> Task to carry out: Should pictures appear among the records, leave them out, and copy exactly only the lines from the first through the one with "box: [0, 47, 63, 180]", inclusive.

━━━ Raw data

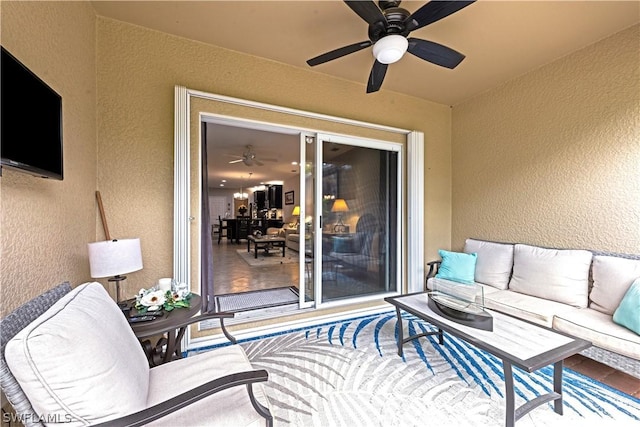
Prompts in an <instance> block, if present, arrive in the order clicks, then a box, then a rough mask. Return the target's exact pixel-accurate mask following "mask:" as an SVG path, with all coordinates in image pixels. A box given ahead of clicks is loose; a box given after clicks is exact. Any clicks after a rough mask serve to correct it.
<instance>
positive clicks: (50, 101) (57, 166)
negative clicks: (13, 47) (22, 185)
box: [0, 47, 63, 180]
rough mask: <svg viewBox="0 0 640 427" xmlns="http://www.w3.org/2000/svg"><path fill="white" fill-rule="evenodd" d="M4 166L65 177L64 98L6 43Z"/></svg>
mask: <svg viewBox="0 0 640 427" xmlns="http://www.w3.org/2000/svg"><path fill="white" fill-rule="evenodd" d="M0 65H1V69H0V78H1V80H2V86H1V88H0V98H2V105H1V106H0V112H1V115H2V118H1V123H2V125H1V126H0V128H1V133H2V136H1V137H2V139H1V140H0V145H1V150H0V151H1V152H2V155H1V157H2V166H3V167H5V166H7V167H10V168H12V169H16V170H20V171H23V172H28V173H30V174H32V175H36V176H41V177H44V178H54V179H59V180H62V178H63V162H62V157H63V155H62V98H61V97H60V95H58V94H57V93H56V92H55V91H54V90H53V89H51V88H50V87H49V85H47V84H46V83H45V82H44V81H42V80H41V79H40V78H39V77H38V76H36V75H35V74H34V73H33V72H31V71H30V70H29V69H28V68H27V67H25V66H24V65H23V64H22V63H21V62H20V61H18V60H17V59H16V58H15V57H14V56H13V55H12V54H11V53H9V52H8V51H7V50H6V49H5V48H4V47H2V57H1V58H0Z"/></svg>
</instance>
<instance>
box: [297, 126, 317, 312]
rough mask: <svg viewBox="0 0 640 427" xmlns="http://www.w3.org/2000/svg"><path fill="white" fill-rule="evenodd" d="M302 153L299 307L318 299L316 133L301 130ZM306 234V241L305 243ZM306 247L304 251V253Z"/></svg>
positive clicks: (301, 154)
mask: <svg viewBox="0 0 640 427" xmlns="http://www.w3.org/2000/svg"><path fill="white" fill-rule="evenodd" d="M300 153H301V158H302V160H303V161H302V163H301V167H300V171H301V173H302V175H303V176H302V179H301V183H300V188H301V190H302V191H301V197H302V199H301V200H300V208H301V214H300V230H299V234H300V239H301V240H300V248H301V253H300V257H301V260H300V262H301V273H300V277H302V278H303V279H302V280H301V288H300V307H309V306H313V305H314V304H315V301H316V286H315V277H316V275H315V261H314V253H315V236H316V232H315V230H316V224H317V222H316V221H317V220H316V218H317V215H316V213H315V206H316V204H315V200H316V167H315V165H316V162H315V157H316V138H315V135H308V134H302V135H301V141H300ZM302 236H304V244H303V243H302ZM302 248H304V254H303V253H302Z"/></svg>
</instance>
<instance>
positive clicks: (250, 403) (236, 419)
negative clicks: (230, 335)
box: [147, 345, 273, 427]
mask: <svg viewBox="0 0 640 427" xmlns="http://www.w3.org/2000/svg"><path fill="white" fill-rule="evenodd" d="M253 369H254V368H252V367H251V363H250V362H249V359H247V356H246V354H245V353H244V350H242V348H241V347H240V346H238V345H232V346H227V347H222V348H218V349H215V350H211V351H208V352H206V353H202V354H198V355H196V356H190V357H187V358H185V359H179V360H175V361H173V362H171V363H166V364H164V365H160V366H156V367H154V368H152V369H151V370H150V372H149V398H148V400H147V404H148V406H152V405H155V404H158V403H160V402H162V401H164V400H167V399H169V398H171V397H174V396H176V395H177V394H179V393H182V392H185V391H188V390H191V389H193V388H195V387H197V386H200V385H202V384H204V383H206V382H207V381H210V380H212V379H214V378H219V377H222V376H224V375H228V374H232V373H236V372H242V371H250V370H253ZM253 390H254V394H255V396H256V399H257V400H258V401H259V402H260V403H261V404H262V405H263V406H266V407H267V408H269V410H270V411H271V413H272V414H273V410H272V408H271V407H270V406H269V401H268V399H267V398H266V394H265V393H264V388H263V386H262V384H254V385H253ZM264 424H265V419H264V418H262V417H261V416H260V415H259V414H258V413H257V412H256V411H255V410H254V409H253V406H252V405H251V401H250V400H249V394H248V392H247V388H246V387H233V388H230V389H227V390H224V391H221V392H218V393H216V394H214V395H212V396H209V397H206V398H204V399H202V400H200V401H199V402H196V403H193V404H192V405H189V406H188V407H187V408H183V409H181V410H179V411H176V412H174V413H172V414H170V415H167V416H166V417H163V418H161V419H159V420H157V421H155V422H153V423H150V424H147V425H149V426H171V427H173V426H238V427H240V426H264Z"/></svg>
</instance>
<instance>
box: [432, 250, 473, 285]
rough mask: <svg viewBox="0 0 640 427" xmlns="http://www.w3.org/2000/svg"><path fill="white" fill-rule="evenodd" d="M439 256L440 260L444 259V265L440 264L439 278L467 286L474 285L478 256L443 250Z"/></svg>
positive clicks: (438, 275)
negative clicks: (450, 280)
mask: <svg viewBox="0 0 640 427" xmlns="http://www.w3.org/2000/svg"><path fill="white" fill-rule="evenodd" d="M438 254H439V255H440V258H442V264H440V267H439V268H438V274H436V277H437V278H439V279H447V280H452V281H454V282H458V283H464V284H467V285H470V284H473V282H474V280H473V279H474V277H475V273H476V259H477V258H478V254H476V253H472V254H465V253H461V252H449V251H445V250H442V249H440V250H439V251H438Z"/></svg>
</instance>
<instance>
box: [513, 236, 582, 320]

━━━━━━

> Written reply:
Prompts in an <instance> block, if present, arrive in the order clicks, then a box, then a rough mask. Return the target's exact pixel-accurate mask following "mask:" as an SVG path, with all coordinates in image pixels. A box given ahead of clicks is loose; a box given after clicks is exact. Any clicks after a rough mask serve to correct it.
<instance>
positive clicks: (50, 101) (57, 166)
negative clicks: (13, 47) (22, 185)
box: [0, 47, 63, 180]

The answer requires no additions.